STATED PROBLEM: Locate each line in the material below that contains the word "table", and copy those lines out. Case counts.

>> Start STORED DATA

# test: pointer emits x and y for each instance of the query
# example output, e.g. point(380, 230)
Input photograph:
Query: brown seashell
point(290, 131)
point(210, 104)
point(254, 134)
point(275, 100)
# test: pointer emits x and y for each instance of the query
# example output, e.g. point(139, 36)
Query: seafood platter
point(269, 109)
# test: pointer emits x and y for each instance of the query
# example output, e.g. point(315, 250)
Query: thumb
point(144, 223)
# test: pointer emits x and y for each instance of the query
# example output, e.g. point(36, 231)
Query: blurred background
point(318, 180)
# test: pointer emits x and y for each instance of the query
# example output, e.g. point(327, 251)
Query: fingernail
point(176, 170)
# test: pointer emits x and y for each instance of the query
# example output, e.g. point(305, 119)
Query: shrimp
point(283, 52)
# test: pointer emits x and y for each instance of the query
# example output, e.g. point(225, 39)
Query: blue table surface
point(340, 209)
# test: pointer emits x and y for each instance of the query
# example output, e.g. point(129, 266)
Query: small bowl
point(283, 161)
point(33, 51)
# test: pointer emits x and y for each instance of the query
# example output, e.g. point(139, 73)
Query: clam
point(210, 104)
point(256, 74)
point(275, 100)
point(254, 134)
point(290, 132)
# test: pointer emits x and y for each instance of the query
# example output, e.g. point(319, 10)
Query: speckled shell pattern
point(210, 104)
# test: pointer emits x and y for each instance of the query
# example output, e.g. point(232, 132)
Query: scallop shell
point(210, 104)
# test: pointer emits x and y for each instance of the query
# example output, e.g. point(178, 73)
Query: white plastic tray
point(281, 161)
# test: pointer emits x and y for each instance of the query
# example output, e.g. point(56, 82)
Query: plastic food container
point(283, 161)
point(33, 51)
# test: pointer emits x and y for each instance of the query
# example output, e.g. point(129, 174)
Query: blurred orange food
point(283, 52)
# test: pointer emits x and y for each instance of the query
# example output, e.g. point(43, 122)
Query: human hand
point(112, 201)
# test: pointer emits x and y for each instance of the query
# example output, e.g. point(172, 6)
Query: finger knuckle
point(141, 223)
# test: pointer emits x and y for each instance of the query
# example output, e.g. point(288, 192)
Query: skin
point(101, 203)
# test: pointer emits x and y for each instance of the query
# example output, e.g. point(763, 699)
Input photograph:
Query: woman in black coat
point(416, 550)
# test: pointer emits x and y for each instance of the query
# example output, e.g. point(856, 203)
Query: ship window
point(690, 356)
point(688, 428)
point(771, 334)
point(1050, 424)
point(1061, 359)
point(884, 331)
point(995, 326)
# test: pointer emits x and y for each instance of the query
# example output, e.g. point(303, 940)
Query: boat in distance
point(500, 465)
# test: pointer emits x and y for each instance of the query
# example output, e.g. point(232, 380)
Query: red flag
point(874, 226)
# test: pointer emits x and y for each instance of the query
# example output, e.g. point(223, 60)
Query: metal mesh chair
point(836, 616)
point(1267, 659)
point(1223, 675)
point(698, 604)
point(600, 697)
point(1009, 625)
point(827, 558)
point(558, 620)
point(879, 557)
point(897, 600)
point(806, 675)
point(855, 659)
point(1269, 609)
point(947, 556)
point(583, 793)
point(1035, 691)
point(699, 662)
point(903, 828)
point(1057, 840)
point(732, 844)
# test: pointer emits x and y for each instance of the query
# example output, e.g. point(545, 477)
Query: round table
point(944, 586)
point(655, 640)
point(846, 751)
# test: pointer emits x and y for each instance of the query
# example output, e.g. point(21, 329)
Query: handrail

>> End STORED DATA

RESULT OF THE EXERCISE:
Query: blue table surface
Query: round table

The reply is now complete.